**EXCERPTED TEXT**

• • • • •

Warren through truss over the Chattahoochee River on the Chattahoochee Bay Railroad (originally CofG). Replaced a swing span located immediately downstream at some point in the 1970s based on aerial imagery. Likely built in conjunction with the 1974 replacement of the ACL bridge several miles downstream at Gordon.

Facts 

Overview
Warren through truss with sub-panels bridge over Chattahoochee River on Chattahoochee Bay Railroad
Location
Columbia, Houston County, Alabama, and Early County, Georgia
Status
Open to traffic
History
Built mid-1970s to replace swing span immediately downstream
Railroads
- Central of Georgia Railway (CG)
- Chattahoochee Bay Railroad (CHAT)
- Genesee & Wyoming Inc. (G&W)
- Norfolk Southern Railway (NS)
- Southern Railway (SOU)
Design
Warren through truss with sub-panels
Approximate latitude, longitude
+31.28695, -85.09517   (decimal degrees)
31°17'13" N, 85°05'43" W   (degrees°minutes'seconds")
Approximate UTM coordinates
16/681315/3462969 (zone/easting/northing)
Quadrangle map:
Columbia
Inventory number
BH 66910 (Bridgehunter.com ID)

Update Log 

  • April 4, 2015: New Street View added by Ian Martin

Sources 

Comments 

CHAT - Columbia Railroad Bridge
Posted November 24, 2021, by David Hunter (omusseecreek [at] yahoo [dot] com)

• • • • •

**DATASET ENTRIES**
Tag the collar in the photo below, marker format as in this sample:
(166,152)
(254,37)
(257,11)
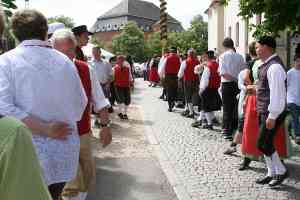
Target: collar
(40,43)
(271,57)
(266,61)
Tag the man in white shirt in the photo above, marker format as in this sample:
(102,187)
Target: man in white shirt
(293,96)
(64,41)
(231,63)
(41,87)
(271,103)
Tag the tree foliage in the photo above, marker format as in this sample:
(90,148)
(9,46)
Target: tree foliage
(67,21)
(195,37)
(130,42)
(279,15)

• • • • •

**DIRECTIONS**
a) Using the Chattahoochee River bridge text, decide whether each statement agrees with it, answering yes or no and quoting the deciding words. (i) The bridge is closed to traffic. (ii) The truss replaced a swing span located immediately downstream. (iii) The bridge's Bridgehunter.com ID is BH 66910.
b) Reproduce the Chattahoochee River bridge text from "- Chattahoochee Bay" to "-85.09517   (decimal degrees)".
c) Carry on with the Chattahoochee River bridge text from where it stops.

**ANSWER LIST**
a)
(i) No: "Open to traffic"
(ii) Yes: "Replaced a swing span located immediately downstream"
(iii) Yes: "BH 66910 (Bridgehunter.com ID)"

b)
- Chattahoochee Bay Railroad (CHAT)
- Genesee & Wyoming Inc. (G&W)
- Norfolk Southern Railway (NS)
- Southern Railway (SOU)
Design
Warren through truss with sub-panels
Approximate latitude, longitude
+31.28695, -85.09517   (decimal degrees)

c)
The original Central of Georgia RR bridge at Columbia, AL was completed in 1889. It was a swing bridge built by an Atlanta bridge contractor. In 1972, construction was started on a new railroad bridge at Columbia. The new RR bridge was several yards upstream from the old 1889 bridge. The replacement bridge was completed in 1973 and the 1889 RR bridge was then removed. The new bridge was built higher than the old bridge, eliminating the need for a swing bridge. The 1973 bridge is still in service. The old 1889 bridge approach on the Alabama side is still visible. The Google map photo posted on your site showing two white inserted arrows was where the old wagon bridge was located. It was completed in 1897 by the King Bridge Company of Cleveland, OH. In your Google photo, you can see the three cylinders cut off about three feet above the water line. The cylinders once supported the swing span for the 1897 iron wagon bridge.